## STATED PROBLEM:
Write out exactly the lines below that run from the line containing "window in the photo above." through the last line of the records.

## Pointing records:
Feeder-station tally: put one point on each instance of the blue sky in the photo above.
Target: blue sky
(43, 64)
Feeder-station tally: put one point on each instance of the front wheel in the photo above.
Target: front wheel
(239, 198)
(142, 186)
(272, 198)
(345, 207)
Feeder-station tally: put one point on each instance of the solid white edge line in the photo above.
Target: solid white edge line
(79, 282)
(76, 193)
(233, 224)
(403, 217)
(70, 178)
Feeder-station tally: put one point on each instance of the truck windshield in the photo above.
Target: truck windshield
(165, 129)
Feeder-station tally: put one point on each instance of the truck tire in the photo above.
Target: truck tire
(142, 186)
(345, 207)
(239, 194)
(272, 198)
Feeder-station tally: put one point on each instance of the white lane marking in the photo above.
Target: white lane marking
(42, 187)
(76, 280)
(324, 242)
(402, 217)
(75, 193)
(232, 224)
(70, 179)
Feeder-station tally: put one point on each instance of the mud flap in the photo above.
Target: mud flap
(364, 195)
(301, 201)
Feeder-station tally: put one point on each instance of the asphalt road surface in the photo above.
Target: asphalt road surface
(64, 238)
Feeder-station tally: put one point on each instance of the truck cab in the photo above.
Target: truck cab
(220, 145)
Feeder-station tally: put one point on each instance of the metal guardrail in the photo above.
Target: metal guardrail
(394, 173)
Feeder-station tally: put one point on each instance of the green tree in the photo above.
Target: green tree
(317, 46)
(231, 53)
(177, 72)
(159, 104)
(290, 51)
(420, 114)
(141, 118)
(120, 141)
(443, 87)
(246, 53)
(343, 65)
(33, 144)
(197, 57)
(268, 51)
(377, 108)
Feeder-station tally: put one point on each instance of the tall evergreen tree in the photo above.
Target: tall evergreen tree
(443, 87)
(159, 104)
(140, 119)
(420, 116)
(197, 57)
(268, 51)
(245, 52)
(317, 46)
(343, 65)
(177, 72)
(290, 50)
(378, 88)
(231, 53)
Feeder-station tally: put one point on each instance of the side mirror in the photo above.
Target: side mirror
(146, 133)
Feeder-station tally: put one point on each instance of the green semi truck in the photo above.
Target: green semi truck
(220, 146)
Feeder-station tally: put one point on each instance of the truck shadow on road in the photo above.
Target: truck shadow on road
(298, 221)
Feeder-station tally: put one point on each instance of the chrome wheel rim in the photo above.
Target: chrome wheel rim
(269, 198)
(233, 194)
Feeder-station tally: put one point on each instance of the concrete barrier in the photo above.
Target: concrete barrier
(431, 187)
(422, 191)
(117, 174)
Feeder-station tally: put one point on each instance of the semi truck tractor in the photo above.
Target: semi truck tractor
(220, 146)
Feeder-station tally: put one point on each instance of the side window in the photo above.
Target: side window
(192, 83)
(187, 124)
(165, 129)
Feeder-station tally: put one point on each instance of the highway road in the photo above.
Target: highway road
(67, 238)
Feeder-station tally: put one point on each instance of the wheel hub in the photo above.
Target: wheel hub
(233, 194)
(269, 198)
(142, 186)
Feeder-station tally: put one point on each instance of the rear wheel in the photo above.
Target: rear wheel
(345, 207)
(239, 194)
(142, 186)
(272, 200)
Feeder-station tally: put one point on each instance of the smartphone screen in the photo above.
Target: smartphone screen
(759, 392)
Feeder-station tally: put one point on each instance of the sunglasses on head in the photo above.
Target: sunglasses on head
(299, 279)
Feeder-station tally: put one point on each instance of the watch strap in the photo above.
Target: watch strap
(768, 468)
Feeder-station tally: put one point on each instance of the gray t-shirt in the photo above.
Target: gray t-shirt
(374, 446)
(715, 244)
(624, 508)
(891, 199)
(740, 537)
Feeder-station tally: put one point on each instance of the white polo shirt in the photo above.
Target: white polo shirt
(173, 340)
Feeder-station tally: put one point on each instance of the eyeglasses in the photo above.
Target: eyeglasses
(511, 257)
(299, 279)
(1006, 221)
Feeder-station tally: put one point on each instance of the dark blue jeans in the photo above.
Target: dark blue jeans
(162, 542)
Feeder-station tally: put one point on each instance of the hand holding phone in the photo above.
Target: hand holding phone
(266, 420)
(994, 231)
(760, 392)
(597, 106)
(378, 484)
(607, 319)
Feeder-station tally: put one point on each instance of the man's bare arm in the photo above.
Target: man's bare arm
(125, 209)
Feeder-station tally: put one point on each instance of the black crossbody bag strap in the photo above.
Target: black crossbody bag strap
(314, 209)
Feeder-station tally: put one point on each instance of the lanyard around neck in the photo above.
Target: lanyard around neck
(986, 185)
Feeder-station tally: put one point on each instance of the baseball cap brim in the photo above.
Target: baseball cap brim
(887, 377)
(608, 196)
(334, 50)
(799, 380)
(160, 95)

## SOLUTION FOR THIS EXERCISE:
Feeder-station tally: put one point on each instance of the side window in the photo above.
Target: side window
(192, 83)
(187, 124)
(165, 129)
Feeder-station tally: put one point on each instance of the highway road in the photo above.
Target: highway road
(67, 238)
Feeder-station tally: put one point on each instance of the wheel hub in the photo above.
Target: wheel hub
(233, 194)
(269, 198)
(142, 186)
Feeder-station tally: put one point on each instance of the rear wheel in the photo above.
Target: rear wheel
(345, 207)
(239, 194)
(142, 186)
(272, 200)
Feeder-station tally: put one point on each instance of the smartphone screen in the photo above.
Target: smartphone screen
(759, 392)
Feeder-station tally: put one point on each instance of the sunglasses on head in the photo above.
Target: sunglasses on head
(299, 279)
Feeder-station tally: put one point on each instance of the watch strap in the photo above.
Target: watch strap
(768, 468)
Feeder-station tally: put one point on each instance of the gray t-shirt in the photo above.
Target: gray t-shirt
(374, 446)
(715, 244)
(624, 508)
(891, 199)
(740, 537)
Feeder-station tally: put one point on each instance of the white polo shirt in the photo above.
Target: white polo shirt
(173, 340)
Feeder-station tally: put one point on each instance of the eyeglasses in the photo above.
Target: eyeglasses
(511, 257)
(299, 279)
(1006, 221)
Feeder-station tally: put one point on each instance of the dark blue jeans in the photo above.
Target: dark blue jeans
(162, 542)
Feeder-station tally: put one point on each instance of the hand holding phone in the photo above.
Target: hand holding phone
(266, 420)
(994, 231)
(760, 392)
(597, 106)
(378, 484)
(607, 319)
Feeder-station tally: put one point on each instance of the man's bare arm in the photo above.
Target: man's bare arm
(125, 209)
Feeder-station tally: put one point on each instance of the black crossbody bag strap in the photo above.
Target: black crossbody bag strap
(314, 209)
Feeder-station tally: put one point on each instance of the lanyard around neck in the photo above.
Target: lanyard around neck
(986, 185)
Feeder-station tally: put one point on each instance of the baseball cap brim in the photo above.
Target: baseball cap brim
(887, 377)
(608, 196)
(334, 50)
(799, 380)
(160, 95)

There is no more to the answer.